# Dataset records
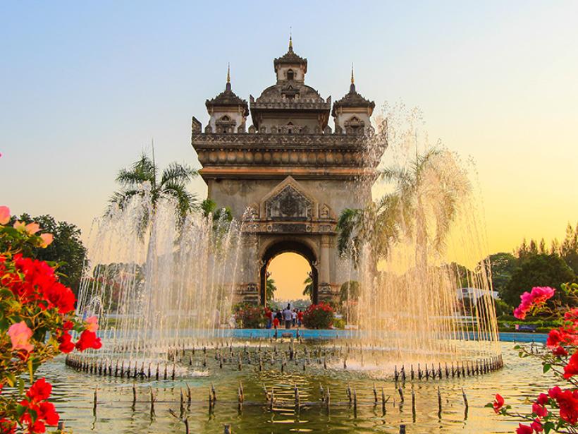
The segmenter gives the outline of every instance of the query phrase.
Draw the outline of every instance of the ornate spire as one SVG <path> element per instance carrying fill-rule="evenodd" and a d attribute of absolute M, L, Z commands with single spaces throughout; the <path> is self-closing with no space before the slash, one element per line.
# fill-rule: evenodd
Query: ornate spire
<path fill-rule="evenodd" d="M 225 85 L 225 90 L 230 90 L 230 64 L 227 62 L 227 84 Z"/>

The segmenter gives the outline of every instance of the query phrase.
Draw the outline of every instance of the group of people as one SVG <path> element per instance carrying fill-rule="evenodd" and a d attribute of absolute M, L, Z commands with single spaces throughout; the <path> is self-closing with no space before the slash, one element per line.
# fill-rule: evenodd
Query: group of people
<path fill-rule="evenodd" d="M 301 327 L 303 323 L 303 311 L 300 309 L 291 310 L 291 305 L 288 304 L 283 311 L 277 309 L 267 311 L 267 328 L 277 329 L 280 325 L 285 325 L 285 328 L 290 329 L 293 327 Z"/>

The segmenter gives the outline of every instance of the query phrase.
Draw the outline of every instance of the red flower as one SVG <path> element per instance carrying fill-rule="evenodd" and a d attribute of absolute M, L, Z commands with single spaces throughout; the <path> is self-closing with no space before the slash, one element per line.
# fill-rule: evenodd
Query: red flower
<path fill-rule="evenodd" d="M 578 351 L 574 353 L 564 367 L 564 378 L 567 380 L 572 375 L 578 374 Z"/>
<path fill-rule="evenodd" d="M 101 346 L 102 346 L 102 344 L 100 342 L 100 338 L 97 337 L 97 334 L 94 332 L 89 332 L 88 330 L 82 332 L 82 334 L 80 334 L 80 339 L 76 342 L 77 349 L 81 351 L 83 351 L 87 348 L 98 349 Z"/>
<path fill-rule="evenodd" d="M 37 421 L 32 425 L 28 426 L 28 433 L 30 433 L 30 434 L 46 433 L 46 426 L 42 421 Z"/>
<path fill-rule="evenodd" d="M 72 342 L 72 337 L 68 332 L 63 332 L 62 336 L 58 338 L 59 349 L 63 353 L 70 353 L 74 349 L 74 344 Z"/>
<path fill-rule="evenodd" d="M 496 401 L 493 402 L 493 411 L 500 413 L 500 409 L 504 405 L 504 399 L 499 393 L 496 394 Z"/>
<path fill-rule="evenodd" d="M 55 282 L 44 290 L 44 296 L 51 306 L 58 308 L 60 313 L 68 313 L 74 311 L 75 301 L 72 289 L 67 288 L 60 282 Z"/>
<path fill-rule="evenodd" d="M 30 386 L 26 392 L 26 396 L 30 399 L 30 402 L 37 403 L 48 399 L 51 392 L 52 385 L 47 382 L 46 378 L 40 378 Z"/>
<path fill-rule="evenodd" d="M 51 402 L 41 402 L 38 406 L 38 418 L 44 419 L 47 425 L 56 426 L 58 425 L 60 416 L 56 413 L 54 404 Z"/>
<path fill-rule="evenodd" d="M 562 391 L 558 387 L 555 399 L 560 407 L 560 417 L 568 423 L 576 425 L 578 422 L 578 392 Z"/>
<path fill-rule="evenodd" d="M 514 316 L 519 320 L 526 318 L 526 314 L 534 306 L 539 306 L 554 296 L 555 289 L 550 287 L 534 287 L 531 292 L 524 292 L 519 298 L 519 306 L 514 309 Z"/>
<path fill-rule="evenodd" d="M 0 433 L 2 434 L 15 434 L 16 423 L 5 418 L 0 418 Z"/>
<path fill-rule="evenodd" d="M 576 324 L 576 323 L 578 322 L 578 308 L 573 308 L 566 312 L 566 313 L 564 314 L 564 319 L 567 321 L 572 321 Z"/>
<path fill-rule="evenodd" d="M 532 404 L 532 413 L 536 413 L 536 416 L 539 418 L 543 418 L 548 415 L 548 410 L 546 409 L 544 406 L 540 405 L 537 402 L 534 402 Z"/>
<path fill-rule="evenodd" d="M 532 427 L 528 425 L 522 425 L 518 423 L 518 428 L 516 429 L 516 434 L 533 434 L 534 430 Z"/>
<path fill-rule="evenodd" d="M 550 397 L 556 400 L 558 400 L 560 393 L 562 393 L 562 389 L 560 389 L 559 386 L 554 386 L 548 391 L 548 394 L 550 395 Z"/>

# Task instructions
Produce an exact copy of each line of data, skipping embedded images.

# Task output
The segmenter gives the outline of every instance of the query phrase.
Draw the outline of every instance of the ornate spire as one SVG <path> element per instance carrying fill-rule="evenodd" and a d attribute of absolute M, L, Z commands with single spaces throughout; the <path> is self-closing with no space before the slash, one element per line.
# fill-rule: evenodd
Query: ornate spire
<path fill-rule="evenodd" d="M 225 85 L 225 90 L 230 90 L 230 64 L 227 62 L 227 84 Z"/>

The segmenter gives the outline of every instance of the query phrase.
Draw the outline of every instance of the group of people as one SVG <path> element per instance carrying fill-rule="evenodd" and a d attribute of absolute M, L, Z commands with single spaces throughout; the <path> is self-closing with no space before the slash, one element per line.
# fill-rule: evenodd
Query: group of people
<path fill-rule="evenodd" d="M 301 327 L 303 323 L 303 311 L 300 309 L 291 310 L 291 305 L 288 304 L 283 311 L 277 309 L 267 311 L 267 328 L 277 329 L 280 325 L 285 325 L 285 328 L 290 329 L 293 327 Z"/>

The segmenter gives the outline of every instance of the query phrase.
Draw the outline of every instance of the red flower as one SVG <path> element per instance carrying fill-rule="evenodd" and a d attribute of absolute M, L, Z commands with single spaces throughout; the <path> is self-closing with no space before the slash, one element per line.
# fill-rule: evenodd
Query: red flower
<path fill-rule="evenodd" d="M 578 351 L 574 353 L 564 367 L 564 378 L 567 380 L 572 375 L 578 374 Z"/>
<path fill-rule="evenodd" d="M 101 346 L 102 346 L 102 344 L 100 342 L 100 338 L 97 337 L 97 334 L 94 332 L 89 332 L 88 330 L 82 332 L 82 334 L 80 334 L 80 339 L 76 342 L 77 349 L 81 351 L 83 351 L 87 348 L 98 349 Z"/>
<path fill-rule="evenodd" d="M 37 421 L 32 425 L 28 426 L 28 433 L 30 433 L 30 434 L 46 433 L 46 426 L 42 421 Z"/>
<path fill-rule="evenodd" d="M 72 342 L 72 337 L 68 332 L 63 332 L 62 336 L 58 338 L 59 349 L 63 353 L 70 353 L 74 349 L 74 344 Z"/>
<path fill-rule="evenodd" d="M 496 401 L 493 402 L 493 411 L 500 413 L 500 409 L 504 405 L 504 399 L 499 393 L 496 394 Z"/>
<path fill-rule="evenodd" d="M 55 282 L 44 290 L 44 296 L 51 306 L 58 308 L 60 313 L 68 313 L 74 311 L 75 301 L 72 289 L 67 288 L 60 282 Z"/>
<path fill-rule="evenodd" d="M 30 386 L 26 392 L 26 396 L 30 399 L 30 402 L 37 403 L 48 399 L 51 392 L 52 385 L 47 382 L 46 378 L 40 378 Z"/>
<path fill-rule="evenodd" d="M 51 402 L 41 402 L 38 406 L 38 418 L 44 419 L 47 425 L 56 426 L 58 425 L 60 416 L 56 413 L 54 404 Z"/>
<path fill-rule="evenodd" d="M 562 391 L 558 387 L 555 399 L 560 407 L 560 417 L 568 423 L 576 425 L 578 422 L 578 392 Z"/>
<path fill-rule="evenodd" d="M 514 316 L 519 320 L 526 318 L 526 314 L 534 306 L 539 306 L 554 296 L 555 289 L 550 287 L 534 287 L 531 292 L 524 292 L 519 298 L 519 306 L 514 309 Z"/>
<path fill-rule="evenodd" d="M 0 433 L 2 434 L 15 434 L 16 423 L 5 418 L 0 418 Z"/>
<path fill-rule="evenodd" d="M 576 324 L 576 323 L 578 322 L 578 308 L 573 308 L 566 312 L 566 313 L 564 314 L 564 319 L 567 321 L 572 321 Z"/>
<path fill-rule="evenodd" d="M 532 404 L 532 413 L 536 413 L 536 416 L 539 418 L 543 418 L 548 415 L 548 410 L 546 409 L 544 406 L 540 405 L 537 402 L 534 402 Z"/>
<path fill-rule="evenodd" d="M 532 427 L 528 425 L 522 425 L 518 423 L 518 428 L 516 429 L 516 434 L 533 434 L 534 430 Z"/>
<path fill-rule="evenodd" d="M 550 397 L 556 400 L 558 400 L 560 393 L 562 393 L 562 389 L 560 389 L 559 386 L 554 386 L 548 391 L 548 394 L 550 395 Z"/>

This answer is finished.